• Supplied records:
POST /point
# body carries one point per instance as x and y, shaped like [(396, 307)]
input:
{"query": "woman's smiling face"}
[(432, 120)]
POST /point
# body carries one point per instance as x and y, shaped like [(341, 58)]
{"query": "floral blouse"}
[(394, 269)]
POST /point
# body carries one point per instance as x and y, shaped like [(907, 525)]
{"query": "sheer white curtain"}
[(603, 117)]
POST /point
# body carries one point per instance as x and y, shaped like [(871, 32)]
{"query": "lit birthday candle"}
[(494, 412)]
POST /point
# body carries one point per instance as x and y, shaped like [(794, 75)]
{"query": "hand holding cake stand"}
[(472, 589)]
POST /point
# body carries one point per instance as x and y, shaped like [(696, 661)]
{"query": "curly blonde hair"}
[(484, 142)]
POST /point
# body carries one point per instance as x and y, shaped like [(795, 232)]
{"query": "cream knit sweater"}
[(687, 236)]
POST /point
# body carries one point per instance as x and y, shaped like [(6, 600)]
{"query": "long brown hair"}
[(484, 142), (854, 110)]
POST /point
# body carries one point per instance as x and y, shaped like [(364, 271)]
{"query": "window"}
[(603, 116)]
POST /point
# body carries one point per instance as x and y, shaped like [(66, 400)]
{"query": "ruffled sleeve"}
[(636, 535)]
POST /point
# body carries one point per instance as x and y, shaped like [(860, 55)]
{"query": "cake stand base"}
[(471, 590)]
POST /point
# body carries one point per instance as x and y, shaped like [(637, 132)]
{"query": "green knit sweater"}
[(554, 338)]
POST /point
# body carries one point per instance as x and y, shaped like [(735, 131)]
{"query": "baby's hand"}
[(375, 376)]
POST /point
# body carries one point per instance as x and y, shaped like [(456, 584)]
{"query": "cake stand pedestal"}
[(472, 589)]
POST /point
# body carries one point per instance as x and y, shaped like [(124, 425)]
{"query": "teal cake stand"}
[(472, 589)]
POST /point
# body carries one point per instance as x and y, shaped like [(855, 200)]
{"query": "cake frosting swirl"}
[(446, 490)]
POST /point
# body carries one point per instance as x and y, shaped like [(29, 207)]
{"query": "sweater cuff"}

• Task objective: Reproduce all of the entries above with each occurrence of "cake stand" swapped for "cake plate", leaving every other character unchanged.

• Task output:
POST /point
# body carries one point per instance as x and y, shaped like [(396, 307)]
input:
{"query": "woman's smiling face"}
[(432, 120)]
POST /point
# body carries one point per instance as x and y, shaped like [(341, 58)]
{"query": "floral blouse"}
[(394, 269)]
POST /point
# body carries one point per instance as x and y, shaped like [(907, 525)]
{"query": "sheer white curtain"}
[(603, 117)]
POST /point
# body carries one point per instance as x and y, shaped like [(871, 32)]
{"query": "lit birthday candle"}
[(494, 412)]
POST /point
# body carries one point per instance as x and y, shaped like [(794, 75)]
{"query": "hand holding cake plate"}
[(472, 589)]
POST /point
# body carries one point per instance as x and y, shaped like [(696, 661)]
{"query": "curly blonde hair"}
[(484, 142)]
POST /point
# body carries one point per instance as x and y, shaped like [(795, 232)]
{"query": "cream knit sweater"}
[(687, 236)]
POST /point
# body carries one point per instance as x and y, shaped like [(6, 600)]
{"query": "long brown hair"}
[(484, 142), (854, 110)]
POST /point
# body carries one point per instance as x and y, shaped like [(364, 271)]
{"query": "window"}
[(603, 116)]
POST /point
# body carries one point per instance as x and y, shaped like [(66, 400)]
{"query": "ruffled sleeve"}
[(636, 535)]
POST /point
# body carries one point per instance as x and y, shaped like [(860, 55)]
{"query": "cake plate base"}
[(471, 590)]
POST /point
# body carries one point per instance as x and y, shaped like [(637, 132)]
{"query": "green knit sweater"}
[(554, 338)]
POST /point
# body carries one point per instance as x and y, shaped like [(735, 131)]
{"query": "baby's hand"}
[(375, 376)]
POST /point
# body carries one point per instance as x and y, shaped like [(456, 584)]
{"query": "cake plate pedestal"}
[(472, 589)]
POST /point
# body carries one point per instance as x and y, shaped like [(124, 425)]
{"query": "teal cake plate"}
[(472, 589)]
POST /point
# body carries one point per instance as x and y, shaped like [(855, 200)]
{"query": "cake frosting swirl"}
[(446, 490)]
POST /point
# body carries one point per instance as x and y, shaped like [(29, 207)]
{"query": "sweater cuff"}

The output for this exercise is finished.